▸ **TE LEZEN FRAGMENT**
==*==

Vanwege de reactie van [onderneming 2] heeft [verzoekster] dit verzoekschrift bij de kantonrechter ingediend met het verzoek de beslagvrije voet te verhogen.

3.De beoordeling

3.1.
Het verzoek van [verzoekster] om de beslagvrije voet te verhogen, zal worden afgewezen. Hieronder volgt een toelichting.
3.2.
In principe kan de kantonrechter de beslagvrije voet voor een door hem te bepalen termijn verhogen als de toepassing van de artikelen 475da e.v. Rechtsvordering (Rv) leidt tot een kennelijk onevenredige hardheid als gevolg van een omstandigheid waarmee geen rekening is gehouden bij de vaststelling van de beslagvrije voet (artikel 475fa Rv).
3.3.
Aan de beoordeling van de vraag of aan de hardheidsclausule wordt voldaan, wordt in deze zaak niet toegekomen. Om te kunnen beoordelen of de beslagvrije voet verhoogd moet worden, is namelijk allereerst van belang dat duidelijk wordt waarop de huidige beslagvrije voet van € 950,00 gebaseerd is. De kantonrechter kan op basis van de door [verzoekster] aangeleverde informatie en stukken geen oordeel geven over de juistheid van de berekende beslagvrije voet. Er kan slechts geconstateerd worden dat [verzoekster] in Duitsland woont en dat de kosten daar in principe vergelijkbaar zijn met de kosten in Nederland. Uit de stukken, meer specifiek uit de e-mail van [onderneming 2] van 6 februari 2023, kan zelfs worden opgemaakt dat de beslagvrije voet eigenlijk € 811,00 moet zijn. Dat is dus nog lager dan de beslagvrije voet ter hoogte van € 950,00 die [verzoekster] tot op heden ontvangt. Het had op de weg van [verzoekster] gelegen meer informatie te verschaffen over de gegevens waarop de beslagvrije voet gebaseerd zou zijn.
3.4.
Nu niet beoordeeld kan worden of de huidige beslagvrije voet in principe correct berekend is, kan ook niet goed beoordeeld worden of de beslagvrije voet moet worden verhoogd op basis van de hardheidsclausule.
3.5.
De kantonrechter overweegt verder dat de hardheidsclausule slechts bij wijze van uitzondering wordt toegepast. Voor een beroep op de hardheidsclausule moet het gaan om uitzonderlijke en noodzakelijke niet (deels) via andere wegen te verlagen extra kosten waarmee de schuldenaar te maken heeft, die de schuldenaar niet op andere wijze vergoed kan krijgen, waardoor de schuldenaar onder het bestaansminimum kom. Verzoeken tot toepassing van de hardheidsclausule, zoals onderhavig verzoek, moeten in volle omvang getoetst worden, waarbij acht moet worden geslagen op alle omstandigheden van het geval. Van een dergelijke uitzondering is in deze zaak geen sprake. Dit wordt hieronder toegelicht aan de hand van de door [verzoekster] aangevoerde omstandigheden.

==*==

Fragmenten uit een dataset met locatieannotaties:
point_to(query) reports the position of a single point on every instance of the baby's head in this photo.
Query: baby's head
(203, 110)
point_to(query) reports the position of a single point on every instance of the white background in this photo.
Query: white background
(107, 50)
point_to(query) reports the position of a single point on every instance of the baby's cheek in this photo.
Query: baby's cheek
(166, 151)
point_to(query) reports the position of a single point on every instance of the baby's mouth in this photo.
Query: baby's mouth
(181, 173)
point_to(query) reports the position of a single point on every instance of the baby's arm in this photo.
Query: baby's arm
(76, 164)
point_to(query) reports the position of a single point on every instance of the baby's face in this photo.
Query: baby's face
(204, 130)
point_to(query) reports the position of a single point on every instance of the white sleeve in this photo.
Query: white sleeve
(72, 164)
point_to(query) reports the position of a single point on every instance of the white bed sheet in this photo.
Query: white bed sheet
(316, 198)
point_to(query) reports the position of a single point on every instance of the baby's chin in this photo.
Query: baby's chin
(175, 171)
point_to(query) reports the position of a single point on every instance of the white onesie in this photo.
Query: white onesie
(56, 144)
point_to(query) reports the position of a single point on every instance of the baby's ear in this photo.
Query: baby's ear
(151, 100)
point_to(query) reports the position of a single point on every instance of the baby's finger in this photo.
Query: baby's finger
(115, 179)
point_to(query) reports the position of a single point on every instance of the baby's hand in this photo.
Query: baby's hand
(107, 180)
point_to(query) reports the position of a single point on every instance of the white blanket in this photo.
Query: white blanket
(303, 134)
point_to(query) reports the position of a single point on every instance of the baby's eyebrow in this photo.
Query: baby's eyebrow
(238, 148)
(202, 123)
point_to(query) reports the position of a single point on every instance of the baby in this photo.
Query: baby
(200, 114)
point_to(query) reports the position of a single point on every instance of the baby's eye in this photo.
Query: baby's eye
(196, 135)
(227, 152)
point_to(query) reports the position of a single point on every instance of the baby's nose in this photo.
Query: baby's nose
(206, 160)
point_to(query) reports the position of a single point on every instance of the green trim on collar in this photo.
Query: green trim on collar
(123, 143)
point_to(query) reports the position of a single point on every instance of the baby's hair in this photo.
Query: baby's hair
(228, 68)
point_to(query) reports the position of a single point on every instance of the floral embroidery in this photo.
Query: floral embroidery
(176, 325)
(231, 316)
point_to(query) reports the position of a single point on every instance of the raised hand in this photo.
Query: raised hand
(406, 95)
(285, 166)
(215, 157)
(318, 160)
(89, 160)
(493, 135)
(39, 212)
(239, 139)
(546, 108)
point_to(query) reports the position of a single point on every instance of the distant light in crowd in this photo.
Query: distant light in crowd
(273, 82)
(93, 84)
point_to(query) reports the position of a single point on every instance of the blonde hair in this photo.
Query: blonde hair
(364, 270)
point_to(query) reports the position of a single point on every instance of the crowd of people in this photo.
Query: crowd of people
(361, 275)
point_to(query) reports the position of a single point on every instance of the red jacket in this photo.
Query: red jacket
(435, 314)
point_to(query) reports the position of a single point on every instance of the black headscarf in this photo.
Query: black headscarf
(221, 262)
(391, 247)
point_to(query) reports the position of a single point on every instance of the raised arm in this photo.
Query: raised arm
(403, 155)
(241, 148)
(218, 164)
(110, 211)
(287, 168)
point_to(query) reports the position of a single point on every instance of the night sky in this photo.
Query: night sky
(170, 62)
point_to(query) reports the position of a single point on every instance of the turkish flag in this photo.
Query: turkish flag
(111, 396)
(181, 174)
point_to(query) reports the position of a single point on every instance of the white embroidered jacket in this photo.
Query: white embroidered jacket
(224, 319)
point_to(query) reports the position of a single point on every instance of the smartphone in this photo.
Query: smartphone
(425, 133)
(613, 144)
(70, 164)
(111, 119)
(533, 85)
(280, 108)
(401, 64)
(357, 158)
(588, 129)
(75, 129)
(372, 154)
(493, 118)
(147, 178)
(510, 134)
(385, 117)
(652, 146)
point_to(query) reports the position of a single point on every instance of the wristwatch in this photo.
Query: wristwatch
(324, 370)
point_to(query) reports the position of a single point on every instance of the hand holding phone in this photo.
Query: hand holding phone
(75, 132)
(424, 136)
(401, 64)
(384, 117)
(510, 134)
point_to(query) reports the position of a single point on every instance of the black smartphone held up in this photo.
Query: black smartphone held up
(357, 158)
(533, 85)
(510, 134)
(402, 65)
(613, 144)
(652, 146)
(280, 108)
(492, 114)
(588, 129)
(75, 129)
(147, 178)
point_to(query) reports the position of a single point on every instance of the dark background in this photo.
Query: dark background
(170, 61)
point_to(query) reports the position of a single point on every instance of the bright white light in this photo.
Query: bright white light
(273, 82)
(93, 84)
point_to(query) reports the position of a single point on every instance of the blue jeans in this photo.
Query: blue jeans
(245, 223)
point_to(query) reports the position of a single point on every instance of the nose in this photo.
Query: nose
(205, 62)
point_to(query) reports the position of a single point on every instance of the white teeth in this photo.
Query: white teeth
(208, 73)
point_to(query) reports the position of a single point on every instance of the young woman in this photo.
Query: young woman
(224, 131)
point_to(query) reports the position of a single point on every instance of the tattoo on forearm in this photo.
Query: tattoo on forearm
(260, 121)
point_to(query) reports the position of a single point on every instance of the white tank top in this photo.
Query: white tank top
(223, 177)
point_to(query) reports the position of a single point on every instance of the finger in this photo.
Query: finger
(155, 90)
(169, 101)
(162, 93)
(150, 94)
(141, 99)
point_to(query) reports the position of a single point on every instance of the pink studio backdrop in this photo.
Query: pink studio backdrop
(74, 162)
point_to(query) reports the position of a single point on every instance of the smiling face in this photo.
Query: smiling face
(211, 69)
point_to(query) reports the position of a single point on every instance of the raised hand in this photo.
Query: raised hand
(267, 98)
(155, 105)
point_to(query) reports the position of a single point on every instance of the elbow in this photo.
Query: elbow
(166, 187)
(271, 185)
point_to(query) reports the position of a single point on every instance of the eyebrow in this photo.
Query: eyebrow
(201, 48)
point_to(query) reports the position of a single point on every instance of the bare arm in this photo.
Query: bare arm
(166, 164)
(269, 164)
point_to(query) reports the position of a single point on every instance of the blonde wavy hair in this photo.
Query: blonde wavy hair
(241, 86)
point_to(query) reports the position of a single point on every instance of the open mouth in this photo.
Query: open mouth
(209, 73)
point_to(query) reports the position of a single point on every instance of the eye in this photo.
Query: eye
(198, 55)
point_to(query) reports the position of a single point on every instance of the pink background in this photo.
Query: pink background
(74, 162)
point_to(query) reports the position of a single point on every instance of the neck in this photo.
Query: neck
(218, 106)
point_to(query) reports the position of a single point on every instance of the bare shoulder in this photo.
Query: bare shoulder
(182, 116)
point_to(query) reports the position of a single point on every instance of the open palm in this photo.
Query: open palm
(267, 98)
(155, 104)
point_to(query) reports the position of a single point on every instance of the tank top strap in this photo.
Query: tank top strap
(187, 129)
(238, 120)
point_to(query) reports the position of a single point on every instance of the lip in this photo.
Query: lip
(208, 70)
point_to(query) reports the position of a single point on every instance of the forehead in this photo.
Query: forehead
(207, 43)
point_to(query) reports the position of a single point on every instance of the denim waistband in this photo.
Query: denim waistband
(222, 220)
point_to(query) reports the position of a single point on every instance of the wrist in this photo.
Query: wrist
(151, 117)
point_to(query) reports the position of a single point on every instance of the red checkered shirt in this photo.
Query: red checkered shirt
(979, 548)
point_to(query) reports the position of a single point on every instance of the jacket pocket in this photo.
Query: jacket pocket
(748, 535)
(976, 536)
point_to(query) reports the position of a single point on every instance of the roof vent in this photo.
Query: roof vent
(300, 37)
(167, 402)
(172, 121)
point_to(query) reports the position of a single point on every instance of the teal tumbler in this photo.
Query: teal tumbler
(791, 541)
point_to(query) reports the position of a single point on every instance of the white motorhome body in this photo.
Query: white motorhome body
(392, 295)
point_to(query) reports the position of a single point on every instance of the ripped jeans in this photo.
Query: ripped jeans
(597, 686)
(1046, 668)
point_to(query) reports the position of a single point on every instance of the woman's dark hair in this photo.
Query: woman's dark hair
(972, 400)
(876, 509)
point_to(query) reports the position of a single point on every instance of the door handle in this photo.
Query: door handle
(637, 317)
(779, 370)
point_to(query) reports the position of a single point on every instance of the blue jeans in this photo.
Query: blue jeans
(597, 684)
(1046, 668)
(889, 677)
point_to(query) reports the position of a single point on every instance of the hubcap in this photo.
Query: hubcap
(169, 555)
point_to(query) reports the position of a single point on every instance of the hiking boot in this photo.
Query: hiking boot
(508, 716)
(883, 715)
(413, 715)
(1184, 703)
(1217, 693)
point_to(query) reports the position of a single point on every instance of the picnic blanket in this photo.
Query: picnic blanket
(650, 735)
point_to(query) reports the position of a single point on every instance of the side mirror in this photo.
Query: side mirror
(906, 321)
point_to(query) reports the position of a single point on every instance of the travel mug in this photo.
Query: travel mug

==*==

▸ **WAARAAN WERKEN**
Neem uit de tekst over de beslagvrije voet alles van "Het verzoek van" tot en met "(artikel 475fa Rv)." opnieuw over en verander daarin "termijn" in "periode". Baseer je uitsluitend op de tekst over de beslagvrije voet.

▸ **SCHRIFTELIJK ANTWOORD**
Het verzoek van [verzoekster] om de beslagvrije voet te verhogen, zal worden afgewezen. Hieronder volgt een toelichting.
3.2.
In principe kan de kantonrechter de beslagvrije voet voor een door hem te bepalen periode verhogen als de toepassing van de artikelen 475da e.v. Rechtsvordering (Rv) leidt tot een kennelijk onevenredige hardheid als gevolg van een omstandigheid waarmee geen rekening is gehouden bij de vaststelling van de beslagvrije voet (artikel 475fa Rv).